(Task brief)
Change "wooden nightstand drawer" to "wooden bedside table drawer" in the items that run from the line containing "If you could mark the wooden nightstand" through the end of the items. Copy only those lines and leave everything else in them unchanged.

(Position identification items)
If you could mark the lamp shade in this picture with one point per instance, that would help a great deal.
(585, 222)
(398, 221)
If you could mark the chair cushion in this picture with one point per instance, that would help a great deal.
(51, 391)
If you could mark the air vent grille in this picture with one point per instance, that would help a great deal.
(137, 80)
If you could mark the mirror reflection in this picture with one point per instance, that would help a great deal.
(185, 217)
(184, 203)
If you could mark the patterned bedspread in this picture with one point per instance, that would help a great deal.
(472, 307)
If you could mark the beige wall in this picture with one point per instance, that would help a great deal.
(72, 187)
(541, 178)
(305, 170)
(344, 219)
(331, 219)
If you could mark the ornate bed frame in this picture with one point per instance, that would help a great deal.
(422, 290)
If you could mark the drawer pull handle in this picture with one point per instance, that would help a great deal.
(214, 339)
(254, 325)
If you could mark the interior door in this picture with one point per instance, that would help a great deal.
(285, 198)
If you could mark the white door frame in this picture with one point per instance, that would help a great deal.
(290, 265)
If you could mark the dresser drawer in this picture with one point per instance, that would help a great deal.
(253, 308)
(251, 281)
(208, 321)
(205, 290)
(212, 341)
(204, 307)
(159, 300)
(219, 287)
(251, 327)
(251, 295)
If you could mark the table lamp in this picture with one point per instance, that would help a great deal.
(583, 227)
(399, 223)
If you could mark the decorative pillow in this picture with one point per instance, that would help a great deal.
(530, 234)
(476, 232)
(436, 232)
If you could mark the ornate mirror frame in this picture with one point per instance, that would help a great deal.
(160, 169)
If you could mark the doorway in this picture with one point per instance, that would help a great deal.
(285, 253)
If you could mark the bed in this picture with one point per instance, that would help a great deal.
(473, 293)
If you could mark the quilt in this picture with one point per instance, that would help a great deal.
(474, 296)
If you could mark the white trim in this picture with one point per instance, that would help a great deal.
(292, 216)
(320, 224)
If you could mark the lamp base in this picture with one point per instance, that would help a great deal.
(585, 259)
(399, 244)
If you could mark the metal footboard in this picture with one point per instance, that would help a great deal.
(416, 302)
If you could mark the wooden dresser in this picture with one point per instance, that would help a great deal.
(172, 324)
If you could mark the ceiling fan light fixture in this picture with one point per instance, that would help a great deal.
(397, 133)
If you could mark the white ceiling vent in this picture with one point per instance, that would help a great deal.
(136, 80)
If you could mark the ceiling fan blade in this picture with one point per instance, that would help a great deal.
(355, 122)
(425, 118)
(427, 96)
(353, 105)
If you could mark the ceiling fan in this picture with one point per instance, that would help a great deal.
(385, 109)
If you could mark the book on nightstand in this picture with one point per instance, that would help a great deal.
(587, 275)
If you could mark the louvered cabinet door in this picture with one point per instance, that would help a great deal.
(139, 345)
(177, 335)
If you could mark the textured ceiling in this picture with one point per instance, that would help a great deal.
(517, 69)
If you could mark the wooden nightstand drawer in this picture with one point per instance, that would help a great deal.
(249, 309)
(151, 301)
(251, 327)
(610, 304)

(The result)
If you could mark the wooden bedside table drawer in this picture with one point per instance, that would help a great deal.
(249, 309)
(151, 301)
(251, 327)
(610, 304)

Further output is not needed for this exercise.